### Bounding box annotation entries
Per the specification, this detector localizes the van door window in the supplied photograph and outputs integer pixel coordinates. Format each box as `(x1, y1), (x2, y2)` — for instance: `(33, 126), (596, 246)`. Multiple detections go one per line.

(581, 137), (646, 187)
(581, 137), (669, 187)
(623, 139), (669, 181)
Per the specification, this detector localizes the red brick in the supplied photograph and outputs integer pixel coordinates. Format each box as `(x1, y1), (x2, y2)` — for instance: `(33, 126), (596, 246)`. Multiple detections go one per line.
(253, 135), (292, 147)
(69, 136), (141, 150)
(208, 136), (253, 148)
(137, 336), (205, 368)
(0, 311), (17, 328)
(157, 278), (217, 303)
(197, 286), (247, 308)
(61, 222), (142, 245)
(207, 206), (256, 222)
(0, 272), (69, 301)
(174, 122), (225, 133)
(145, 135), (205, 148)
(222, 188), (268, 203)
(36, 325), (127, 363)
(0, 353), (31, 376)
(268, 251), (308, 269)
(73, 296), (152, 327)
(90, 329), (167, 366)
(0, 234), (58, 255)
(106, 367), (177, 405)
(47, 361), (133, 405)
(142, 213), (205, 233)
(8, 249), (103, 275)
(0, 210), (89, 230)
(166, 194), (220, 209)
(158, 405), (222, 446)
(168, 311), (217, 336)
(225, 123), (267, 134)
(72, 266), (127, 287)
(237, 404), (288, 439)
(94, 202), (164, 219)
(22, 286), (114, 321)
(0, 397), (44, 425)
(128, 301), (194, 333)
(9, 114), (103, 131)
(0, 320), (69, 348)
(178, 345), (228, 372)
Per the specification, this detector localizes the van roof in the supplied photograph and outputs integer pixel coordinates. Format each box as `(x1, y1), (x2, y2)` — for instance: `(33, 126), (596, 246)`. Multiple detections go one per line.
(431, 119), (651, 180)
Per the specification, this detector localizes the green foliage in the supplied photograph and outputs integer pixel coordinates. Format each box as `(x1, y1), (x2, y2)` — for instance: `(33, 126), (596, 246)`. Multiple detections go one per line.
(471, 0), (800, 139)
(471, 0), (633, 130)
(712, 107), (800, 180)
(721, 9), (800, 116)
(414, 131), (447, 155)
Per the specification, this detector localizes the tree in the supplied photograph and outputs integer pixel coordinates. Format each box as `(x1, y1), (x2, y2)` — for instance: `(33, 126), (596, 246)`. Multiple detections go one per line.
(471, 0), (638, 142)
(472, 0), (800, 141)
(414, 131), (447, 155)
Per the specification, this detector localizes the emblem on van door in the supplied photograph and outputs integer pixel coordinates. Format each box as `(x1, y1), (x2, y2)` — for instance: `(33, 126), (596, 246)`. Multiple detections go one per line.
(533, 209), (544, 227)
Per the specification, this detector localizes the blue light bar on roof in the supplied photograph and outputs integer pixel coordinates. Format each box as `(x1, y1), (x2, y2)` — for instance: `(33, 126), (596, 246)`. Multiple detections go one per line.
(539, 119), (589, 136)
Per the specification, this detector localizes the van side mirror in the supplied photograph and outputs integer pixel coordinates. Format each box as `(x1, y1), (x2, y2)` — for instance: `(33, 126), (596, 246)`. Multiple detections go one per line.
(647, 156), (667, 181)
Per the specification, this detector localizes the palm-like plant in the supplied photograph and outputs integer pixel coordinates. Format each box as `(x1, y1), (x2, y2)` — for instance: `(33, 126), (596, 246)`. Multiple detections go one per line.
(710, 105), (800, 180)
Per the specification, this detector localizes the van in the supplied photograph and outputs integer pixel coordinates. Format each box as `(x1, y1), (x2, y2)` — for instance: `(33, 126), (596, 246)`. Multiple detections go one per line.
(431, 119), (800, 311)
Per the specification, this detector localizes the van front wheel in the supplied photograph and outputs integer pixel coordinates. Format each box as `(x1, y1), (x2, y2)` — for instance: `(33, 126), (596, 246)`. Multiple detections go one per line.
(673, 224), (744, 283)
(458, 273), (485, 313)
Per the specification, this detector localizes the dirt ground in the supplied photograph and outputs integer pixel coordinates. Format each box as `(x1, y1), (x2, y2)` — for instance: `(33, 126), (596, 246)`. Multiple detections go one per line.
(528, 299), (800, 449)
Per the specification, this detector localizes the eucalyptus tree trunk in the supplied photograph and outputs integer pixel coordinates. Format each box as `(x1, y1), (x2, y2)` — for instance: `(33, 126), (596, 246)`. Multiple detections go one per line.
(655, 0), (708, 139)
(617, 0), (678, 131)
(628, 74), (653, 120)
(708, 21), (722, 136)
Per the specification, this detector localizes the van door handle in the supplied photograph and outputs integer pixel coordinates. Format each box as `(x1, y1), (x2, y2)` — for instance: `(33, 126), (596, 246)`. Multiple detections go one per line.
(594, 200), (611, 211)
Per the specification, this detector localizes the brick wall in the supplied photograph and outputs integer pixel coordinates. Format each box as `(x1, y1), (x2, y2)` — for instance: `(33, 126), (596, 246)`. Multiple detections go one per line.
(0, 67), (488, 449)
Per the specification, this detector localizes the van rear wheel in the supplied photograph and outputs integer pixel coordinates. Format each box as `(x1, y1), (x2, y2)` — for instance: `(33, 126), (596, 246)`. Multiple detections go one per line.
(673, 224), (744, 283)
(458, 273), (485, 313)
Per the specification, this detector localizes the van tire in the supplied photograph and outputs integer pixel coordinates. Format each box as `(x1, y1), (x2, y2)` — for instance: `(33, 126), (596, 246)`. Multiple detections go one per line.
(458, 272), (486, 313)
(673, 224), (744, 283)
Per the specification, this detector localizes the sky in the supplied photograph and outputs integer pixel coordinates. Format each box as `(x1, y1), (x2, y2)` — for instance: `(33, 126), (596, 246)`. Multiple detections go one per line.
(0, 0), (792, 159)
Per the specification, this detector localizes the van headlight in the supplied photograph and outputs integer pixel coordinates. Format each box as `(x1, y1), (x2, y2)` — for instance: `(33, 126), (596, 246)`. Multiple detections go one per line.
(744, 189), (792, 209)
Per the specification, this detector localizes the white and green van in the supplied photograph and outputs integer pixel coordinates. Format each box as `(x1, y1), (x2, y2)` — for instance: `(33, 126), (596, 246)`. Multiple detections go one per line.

### TO DO
Turn the records from the line with "Per the specification, this detector localizes the red" up to and including the line with "(72, 266), (127, 287)" into a JSON list of strings, one string per line, leaving out blank lines.

### ANSWER TO THIS EXERCISE
[
  "Per the specification, this detector localizes the red brick in the supplied photograph and outputs integer pixel coordinates. Format each box as `(x1, y1), (x2, y2)` — for instance: `(33, 126), (596, 246)`. Multiple detections go one per line.",
  "(253, 135), (292, 147)",
  "(69, 136), (141, 150)",
  "(208, 136), (253, 148)",
  "(137, 336), (205, 368)",
  "(0, 311), (17, 328)",
  "(157, 278), (217, 303)",
  "(197, 286), (247, 308)",
  "(61, 222), (142, 245)",
  "(207, 206), (256, 222)",
  "(0, 272), (69, 301)",
  "(174, 122), (225, 133)",
  "(145, 135), (205, 148)",
  "(222, 188), (268, 203)",
  "(36, 325), (127, 363)",
  "(0, 353), (31, 376)",
  "(268, 251), (308, 269)",
  "(73, 296), (152, 327)",
  "(90, 329), (167, 366)",
  "(0, 234), (58, 255)",
  "(106, 367), (177, 405)",
  "(47, 361), (133, 405)",
  "(142, 213), (205, 233)",
  "(8, 249), (103, 275)",
  "(0, 210), (89, 230)",
  "(166, 194), (220, 209)",
  "(158, 405), (222, 446)",
  "(168, 311), (217, 336)",
  "(225, 123), (267, 134)",
  "(72, 266), (127, 287)"
]